■ **Data section**

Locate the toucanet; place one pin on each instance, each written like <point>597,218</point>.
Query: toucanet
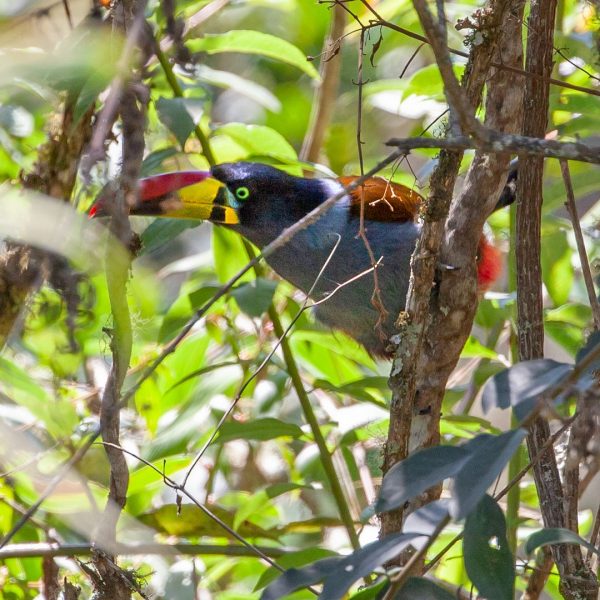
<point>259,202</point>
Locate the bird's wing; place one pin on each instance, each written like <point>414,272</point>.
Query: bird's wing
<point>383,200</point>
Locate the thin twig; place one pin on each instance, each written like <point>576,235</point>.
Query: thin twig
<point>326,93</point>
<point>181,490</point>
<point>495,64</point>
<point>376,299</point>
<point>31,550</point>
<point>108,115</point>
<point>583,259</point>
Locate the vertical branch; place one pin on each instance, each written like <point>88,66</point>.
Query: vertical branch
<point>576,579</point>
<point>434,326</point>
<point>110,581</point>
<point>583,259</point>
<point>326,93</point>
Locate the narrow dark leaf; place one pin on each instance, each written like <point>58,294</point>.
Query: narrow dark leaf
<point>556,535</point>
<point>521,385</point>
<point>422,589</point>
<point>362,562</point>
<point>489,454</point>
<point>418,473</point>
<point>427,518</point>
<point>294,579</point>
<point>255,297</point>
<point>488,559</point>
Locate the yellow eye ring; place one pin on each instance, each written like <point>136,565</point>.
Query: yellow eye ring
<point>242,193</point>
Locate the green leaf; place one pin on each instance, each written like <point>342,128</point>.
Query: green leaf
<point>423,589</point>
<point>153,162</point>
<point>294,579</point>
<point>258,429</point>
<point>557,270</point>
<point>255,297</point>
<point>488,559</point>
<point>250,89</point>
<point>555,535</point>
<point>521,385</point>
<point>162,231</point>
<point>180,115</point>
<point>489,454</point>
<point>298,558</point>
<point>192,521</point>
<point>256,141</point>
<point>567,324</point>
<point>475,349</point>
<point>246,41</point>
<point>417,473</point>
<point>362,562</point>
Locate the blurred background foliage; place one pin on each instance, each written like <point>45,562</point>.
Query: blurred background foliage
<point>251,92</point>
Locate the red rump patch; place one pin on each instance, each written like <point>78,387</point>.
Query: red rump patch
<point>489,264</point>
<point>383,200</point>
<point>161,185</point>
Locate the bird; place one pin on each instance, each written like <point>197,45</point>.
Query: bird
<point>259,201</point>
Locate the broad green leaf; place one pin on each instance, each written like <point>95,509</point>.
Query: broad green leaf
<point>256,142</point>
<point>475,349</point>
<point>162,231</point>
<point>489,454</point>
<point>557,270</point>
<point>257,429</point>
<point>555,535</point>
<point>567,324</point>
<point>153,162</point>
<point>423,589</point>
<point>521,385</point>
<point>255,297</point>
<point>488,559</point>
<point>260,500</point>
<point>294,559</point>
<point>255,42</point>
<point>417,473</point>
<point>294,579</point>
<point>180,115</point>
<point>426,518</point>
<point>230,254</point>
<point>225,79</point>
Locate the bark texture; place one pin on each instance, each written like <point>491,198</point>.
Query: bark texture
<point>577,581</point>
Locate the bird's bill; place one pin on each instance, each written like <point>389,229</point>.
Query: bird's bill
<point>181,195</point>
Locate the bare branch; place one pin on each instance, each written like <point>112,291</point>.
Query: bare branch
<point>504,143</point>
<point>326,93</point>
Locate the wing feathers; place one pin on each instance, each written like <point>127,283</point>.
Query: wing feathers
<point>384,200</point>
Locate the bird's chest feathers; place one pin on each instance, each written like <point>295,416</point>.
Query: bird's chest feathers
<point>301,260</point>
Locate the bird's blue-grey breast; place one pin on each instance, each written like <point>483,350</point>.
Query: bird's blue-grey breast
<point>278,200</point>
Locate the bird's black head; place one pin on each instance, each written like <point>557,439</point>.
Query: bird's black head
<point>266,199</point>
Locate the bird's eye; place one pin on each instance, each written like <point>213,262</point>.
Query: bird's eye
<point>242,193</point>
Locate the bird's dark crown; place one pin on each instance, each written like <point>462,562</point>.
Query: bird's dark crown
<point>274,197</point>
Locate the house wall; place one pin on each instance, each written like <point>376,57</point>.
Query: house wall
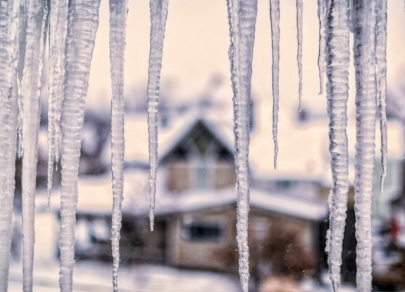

■ **Exercise aim**
Wherever the word "house" appears in the listing above, copy the whole line.

■ **Answer below**
Locate the house wall; place one pin on each instance, each written like <point>376,57</point>.
Query: house wall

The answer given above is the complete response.